§ EXERCISE TASK
Rewrite every item below with "pipeline" swapped for "system", keeping all other text the same. Leave the pictures out of your version.

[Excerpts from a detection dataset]
┄┄┄┄┄┄

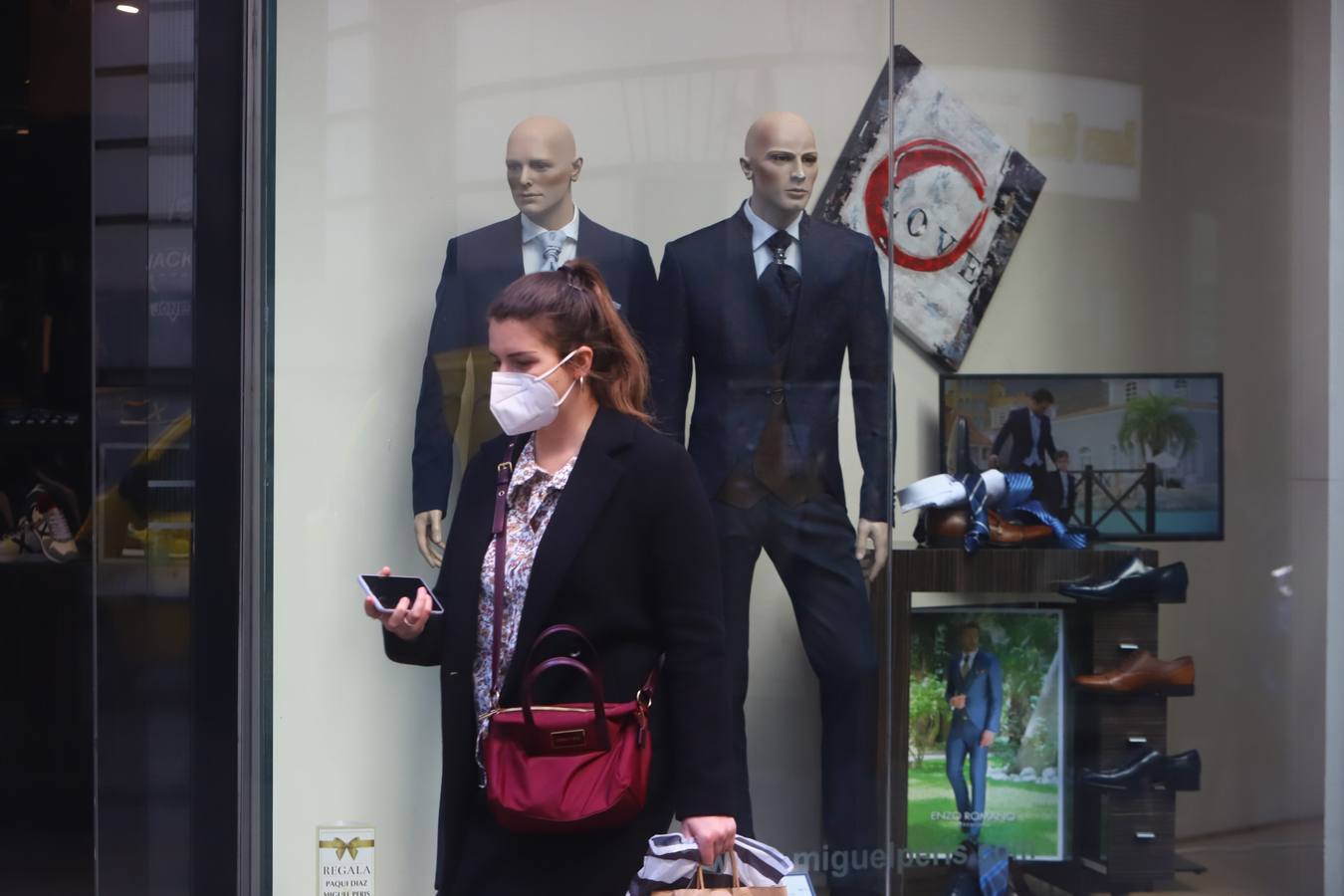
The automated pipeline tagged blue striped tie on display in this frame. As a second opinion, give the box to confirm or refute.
[1010,501,1087,549]
[980,843,1012,896]
[957,473,989,554]
[957,473,1087,554]
[542,230,564,270]
[1003,473,1087,549]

┄┄┄┄┄┄

§ EXERCISE OUTPUT
The automated system tagged blue striped tie on display in this frame. As a second opinion, give the box to confirm or refute.
[1010,501,1087,549]
[980,843,1012,896]
[957,473,989,554]
[957,473,1087,554]
[542,230,564,270]
[1003,473,1087,549]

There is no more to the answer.